#### ACTIVITY:
Your answer must contain only the lines from the one containing "[x,y], no space" through the end of the entries below, reproduced character for character.

RECORDS SUPPLIED section start

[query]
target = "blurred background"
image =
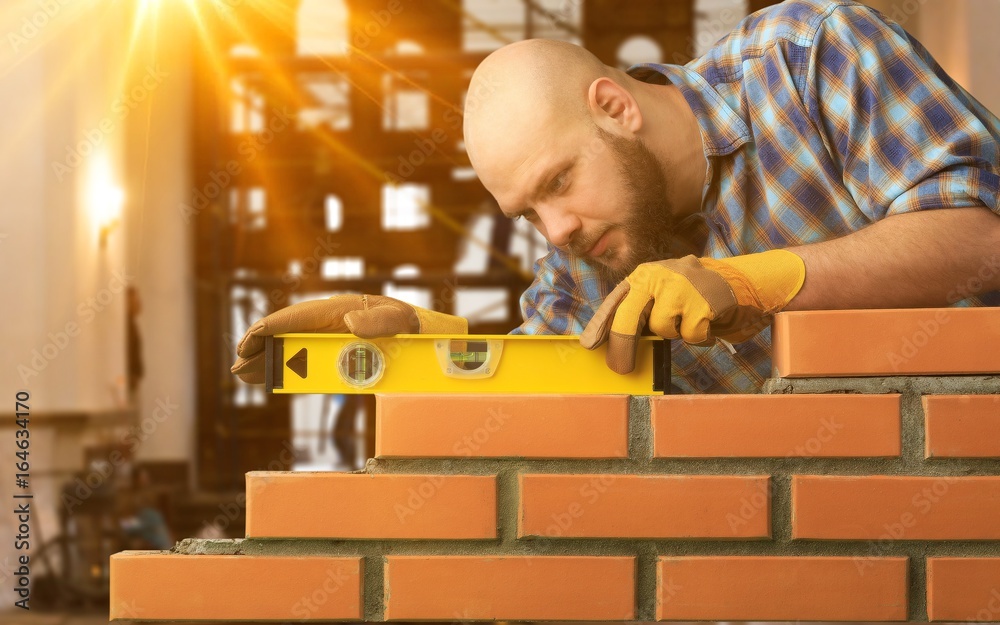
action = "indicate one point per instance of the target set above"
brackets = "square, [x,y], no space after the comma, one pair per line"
[172,170]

RECORDS SUPPLIED section end

#### TASK SOLUTION:
brackets = "square, [x,y], no space after the comma, one pair per line"
[172,170]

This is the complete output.